SET PROBLEM » Can you locate every line in the rows below that contains the word "building" and copy each of those lines in full?
## start
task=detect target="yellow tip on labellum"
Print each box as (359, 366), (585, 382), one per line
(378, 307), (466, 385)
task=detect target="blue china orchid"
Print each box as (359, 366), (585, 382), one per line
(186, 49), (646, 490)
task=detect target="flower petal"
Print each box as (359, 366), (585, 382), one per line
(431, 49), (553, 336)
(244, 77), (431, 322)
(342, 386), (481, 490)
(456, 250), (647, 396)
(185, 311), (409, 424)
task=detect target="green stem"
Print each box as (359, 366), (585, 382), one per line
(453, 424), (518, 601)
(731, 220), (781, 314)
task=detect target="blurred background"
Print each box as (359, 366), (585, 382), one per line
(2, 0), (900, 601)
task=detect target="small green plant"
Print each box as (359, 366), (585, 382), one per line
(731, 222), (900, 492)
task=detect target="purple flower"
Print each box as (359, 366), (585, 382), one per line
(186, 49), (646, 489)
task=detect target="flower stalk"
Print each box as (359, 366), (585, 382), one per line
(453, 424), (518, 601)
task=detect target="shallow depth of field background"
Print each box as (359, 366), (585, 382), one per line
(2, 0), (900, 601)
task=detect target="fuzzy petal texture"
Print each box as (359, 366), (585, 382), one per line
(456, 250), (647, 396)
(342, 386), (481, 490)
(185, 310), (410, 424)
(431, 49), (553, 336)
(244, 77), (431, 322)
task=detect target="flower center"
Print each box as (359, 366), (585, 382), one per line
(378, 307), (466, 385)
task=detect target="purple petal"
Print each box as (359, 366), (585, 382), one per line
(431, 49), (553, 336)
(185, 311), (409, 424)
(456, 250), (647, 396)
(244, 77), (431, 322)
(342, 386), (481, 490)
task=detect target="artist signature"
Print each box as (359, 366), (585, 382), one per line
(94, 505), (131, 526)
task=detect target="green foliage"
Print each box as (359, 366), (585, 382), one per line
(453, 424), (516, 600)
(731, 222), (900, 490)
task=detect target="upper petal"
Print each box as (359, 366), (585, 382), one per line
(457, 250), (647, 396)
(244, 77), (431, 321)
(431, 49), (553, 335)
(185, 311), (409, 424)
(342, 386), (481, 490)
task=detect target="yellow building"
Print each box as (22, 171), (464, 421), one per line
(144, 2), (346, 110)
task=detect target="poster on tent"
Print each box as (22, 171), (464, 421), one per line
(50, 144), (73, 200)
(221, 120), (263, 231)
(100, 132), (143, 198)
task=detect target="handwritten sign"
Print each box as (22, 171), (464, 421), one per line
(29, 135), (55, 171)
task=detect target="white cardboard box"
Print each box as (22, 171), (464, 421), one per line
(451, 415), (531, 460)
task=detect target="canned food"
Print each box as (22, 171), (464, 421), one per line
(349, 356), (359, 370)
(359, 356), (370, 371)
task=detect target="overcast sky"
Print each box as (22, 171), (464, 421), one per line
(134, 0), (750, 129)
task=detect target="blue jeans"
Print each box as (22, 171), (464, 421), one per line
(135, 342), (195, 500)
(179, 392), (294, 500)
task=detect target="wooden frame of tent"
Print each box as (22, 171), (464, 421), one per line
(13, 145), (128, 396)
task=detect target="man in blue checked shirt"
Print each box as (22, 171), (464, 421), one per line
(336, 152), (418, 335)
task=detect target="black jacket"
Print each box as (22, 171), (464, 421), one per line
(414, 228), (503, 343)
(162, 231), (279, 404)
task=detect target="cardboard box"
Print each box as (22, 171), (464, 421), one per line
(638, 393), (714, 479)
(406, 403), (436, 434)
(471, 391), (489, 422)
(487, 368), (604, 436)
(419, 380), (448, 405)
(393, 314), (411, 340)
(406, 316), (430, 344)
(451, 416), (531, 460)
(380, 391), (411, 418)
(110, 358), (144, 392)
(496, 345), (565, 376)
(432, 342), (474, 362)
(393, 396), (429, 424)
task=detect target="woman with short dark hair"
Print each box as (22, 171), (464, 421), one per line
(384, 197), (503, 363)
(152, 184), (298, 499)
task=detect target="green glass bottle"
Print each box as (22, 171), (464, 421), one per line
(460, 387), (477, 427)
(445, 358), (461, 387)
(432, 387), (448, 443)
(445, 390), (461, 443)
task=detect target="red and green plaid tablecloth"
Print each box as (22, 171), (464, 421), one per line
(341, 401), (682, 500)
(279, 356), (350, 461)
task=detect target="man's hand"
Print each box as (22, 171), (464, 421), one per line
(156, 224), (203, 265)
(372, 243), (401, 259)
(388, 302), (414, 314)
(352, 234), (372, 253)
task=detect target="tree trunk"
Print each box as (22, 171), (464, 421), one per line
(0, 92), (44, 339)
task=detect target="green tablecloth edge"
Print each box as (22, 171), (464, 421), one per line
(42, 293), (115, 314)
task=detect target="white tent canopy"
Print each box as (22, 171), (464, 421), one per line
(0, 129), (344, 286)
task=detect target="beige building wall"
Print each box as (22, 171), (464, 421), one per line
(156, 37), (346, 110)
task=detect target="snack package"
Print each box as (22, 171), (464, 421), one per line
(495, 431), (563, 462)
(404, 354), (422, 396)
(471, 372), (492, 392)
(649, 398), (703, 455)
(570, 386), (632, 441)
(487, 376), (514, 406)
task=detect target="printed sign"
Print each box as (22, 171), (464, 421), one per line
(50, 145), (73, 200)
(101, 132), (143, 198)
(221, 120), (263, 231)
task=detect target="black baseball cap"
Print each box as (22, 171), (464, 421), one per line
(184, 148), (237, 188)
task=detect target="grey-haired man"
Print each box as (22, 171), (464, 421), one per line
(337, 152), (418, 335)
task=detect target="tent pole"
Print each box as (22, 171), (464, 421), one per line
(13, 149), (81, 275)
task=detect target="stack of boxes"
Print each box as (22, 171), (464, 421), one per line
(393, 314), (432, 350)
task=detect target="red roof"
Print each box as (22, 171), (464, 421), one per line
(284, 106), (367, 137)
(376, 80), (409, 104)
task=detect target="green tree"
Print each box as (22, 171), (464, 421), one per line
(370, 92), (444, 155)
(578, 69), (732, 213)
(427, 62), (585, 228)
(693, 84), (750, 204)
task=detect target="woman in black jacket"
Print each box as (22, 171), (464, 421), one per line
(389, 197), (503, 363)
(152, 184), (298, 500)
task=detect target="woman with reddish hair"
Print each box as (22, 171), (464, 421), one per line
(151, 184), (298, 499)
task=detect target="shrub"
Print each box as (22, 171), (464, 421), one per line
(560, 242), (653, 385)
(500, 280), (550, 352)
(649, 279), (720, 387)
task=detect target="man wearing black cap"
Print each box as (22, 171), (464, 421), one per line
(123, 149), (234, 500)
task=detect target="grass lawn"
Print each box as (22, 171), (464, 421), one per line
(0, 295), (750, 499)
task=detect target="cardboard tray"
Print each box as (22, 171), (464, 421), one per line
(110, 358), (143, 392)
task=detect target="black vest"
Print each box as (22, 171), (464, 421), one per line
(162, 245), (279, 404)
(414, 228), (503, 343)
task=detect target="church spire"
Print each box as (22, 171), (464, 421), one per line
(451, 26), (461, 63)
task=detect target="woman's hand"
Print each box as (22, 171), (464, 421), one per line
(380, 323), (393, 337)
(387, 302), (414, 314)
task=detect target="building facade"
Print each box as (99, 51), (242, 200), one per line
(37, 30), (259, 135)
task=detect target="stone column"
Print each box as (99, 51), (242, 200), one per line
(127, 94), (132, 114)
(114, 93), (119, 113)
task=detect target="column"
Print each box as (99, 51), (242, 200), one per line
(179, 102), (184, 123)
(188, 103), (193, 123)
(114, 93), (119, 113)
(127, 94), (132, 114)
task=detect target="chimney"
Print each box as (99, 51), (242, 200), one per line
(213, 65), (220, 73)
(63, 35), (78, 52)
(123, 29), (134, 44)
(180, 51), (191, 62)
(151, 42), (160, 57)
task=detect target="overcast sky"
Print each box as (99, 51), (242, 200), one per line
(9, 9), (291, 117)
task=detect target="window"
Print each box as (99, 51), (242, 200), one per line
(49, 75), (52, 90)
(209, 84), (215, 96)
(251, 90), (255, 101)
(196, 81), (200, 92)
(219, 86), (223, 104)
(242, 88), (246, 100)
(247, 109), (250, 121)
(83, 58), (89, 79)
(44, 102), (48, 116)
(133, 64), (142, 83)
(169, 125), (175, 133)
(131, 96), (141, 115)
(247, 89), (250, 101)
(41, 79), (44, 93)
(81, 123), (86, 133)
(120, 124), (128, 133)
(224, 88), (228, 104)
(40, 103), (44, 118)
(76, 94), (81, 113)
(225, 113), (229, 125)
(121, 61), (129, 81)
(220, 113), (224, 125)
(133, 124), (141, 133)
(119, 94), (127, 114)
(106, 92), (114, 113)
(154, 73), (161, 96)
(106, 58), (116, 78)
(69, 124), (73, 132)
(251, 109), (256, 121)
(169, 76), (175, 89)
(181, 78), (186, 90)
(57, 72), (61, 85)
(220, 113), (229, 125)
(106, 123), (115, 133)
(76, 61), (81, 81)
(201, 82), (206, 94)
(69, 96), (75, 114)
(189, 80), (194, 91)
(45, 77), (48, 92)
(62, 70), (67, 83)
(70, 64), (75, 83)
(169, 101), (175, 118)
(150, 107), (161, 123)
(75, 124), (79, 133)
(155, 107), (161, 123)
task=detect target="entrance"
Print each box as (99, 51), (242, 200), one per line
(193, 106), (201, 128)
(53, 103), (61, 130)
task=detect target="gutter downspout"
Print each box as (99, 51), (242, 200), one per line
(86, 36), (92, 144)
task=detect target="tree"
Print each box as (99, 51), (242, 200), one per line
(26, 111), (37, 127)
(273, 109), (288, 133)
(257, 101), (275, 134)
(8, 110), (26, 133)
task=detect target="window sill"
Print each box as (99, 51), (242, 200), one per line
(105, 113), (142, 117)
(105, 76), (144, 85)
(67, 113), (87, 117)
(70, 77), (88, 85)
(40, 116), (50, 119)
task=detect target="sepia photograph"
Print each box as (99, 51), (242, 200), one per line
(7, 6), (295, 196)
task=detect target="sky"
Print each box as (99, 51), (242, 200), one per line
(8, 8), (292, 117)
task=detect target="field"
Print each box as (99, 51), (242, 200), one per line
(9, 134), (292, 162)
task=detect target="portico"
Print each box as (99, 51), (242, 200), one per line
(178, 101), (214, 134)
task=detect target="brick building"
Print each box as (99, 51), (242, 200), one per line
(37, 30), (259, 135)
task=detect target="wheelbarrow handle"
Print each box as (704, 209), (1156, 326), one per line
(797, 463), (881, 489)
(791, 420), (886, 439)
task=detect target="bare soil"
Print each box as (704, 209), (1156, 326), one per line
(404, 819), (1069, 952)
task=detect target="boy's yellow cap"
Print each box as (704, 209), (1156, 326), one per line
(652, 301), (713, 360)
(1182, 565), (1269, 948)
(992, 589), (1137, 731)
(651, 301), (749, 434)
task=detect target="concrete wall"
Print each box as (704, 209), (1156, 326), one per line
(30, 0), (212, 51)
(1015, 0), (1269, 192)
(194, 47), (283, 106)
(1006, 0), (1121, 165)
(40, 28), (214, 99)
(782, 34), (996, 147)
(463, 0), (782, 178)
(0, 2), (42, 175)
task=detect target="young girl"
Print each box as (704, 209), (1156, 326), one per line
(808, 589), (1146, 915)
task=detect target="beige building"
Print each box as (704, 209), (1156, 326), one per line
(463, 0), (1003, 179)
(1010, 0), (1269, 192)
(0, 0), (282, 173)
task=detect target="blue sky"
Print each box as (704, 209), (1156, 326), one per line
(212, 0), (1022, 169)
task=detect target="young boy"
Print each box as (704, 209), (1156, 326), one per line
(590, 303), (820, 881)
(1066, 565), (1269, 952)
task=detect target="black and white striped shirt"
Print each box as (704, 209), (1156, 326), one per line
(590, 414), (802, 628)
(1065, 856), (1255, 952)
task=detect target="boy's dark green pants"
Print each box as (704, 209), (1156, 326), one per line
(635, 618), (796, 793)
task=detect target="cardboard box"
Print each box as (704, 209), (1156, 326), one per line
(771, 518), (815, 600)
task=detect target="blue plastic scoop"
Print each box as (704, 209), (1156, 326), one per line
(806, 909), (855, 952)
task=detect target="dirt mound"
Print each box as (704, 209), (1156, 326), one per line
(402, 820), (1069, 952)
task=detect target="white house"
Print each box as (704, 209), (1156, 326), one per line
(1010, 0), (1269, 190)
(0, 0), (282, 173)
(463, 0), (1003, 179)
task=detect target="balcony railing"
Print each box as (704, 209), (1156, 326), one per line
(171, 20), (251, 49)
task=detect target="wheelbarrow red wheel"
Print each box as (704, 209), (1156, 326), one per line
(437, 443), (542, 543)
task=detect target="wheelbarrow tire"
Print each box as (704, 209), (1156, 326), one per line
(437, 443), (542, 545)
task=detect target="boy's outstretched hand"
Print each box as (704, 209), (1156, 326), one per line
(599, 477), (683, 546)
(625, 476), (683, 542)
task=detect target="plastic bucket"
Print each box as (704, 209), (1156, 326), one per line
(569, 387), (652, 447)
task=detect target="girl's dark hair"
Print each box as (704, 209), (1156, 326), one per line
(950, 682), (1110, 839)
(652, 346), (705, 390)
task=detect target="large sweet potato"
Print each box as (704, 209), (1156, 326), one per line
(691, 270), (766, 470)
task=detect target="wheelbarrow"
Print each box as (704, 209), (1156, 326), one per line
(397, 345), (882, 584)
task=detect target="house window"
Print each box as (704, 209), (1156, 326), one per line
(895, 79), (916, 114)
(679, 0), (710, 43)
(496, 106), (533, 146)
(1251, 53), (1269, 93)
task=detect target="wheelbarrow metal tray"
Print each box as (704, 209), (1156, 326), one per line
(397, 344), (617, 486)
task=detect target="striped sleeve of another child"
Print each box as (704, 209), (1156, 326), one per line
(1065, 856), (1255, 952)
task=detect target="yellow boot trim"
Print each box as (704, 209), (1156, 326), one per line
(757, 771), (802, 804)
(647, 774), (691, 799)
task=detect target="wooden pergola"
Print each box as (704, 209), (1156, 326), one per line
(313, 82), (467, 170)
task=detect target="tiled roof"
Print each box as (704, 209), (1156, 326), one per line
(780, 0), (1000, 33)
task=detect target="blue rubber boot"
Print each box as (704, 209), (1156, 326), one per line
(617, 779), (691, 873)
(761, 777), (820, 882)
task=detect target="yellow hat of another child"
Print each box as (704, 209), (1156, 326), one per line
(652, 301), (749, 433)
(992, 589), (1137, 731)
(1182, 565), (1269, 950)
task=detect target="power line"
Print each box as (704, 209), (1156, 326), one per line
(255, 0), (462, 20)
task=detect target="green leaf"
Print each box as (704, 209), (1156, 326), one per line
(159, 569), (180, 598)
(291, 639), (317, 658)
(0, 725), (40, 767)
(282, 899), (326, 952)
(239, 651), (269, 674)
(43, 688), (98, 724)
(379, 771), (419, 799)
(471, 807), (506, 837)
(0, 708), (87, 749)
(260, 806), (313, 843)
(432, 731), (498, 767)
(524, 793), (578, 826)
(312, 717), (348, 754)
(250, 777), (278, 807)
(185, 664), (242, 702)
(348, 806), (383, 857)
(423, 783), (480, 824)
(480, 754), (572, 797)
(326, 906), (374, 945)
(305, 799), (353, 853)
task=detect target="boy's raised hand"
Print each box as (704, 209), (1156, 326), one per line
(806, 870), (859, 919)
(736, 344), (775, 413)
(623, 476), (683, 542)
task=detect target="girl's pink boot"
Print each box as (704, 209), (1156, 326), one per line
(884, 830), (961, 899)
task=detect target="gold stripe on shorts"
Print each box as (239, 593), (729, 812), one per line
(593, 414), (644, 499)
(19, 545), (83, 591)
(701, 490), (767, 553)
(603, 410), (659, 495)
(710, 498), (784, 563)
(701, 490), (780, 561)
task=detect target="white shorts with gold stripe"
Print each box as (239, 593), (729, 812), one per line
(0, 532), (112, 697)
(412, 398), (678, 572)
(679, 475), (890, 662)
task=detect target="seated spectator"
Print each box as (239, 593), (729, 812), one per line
## end
ANSWER FOR THIS EXERCISE »
task=detect target="yellow building"
task=detect target="beige building wall"
task=detect target="building facade"
task=detect target="brick building"
task=detect target="beige building"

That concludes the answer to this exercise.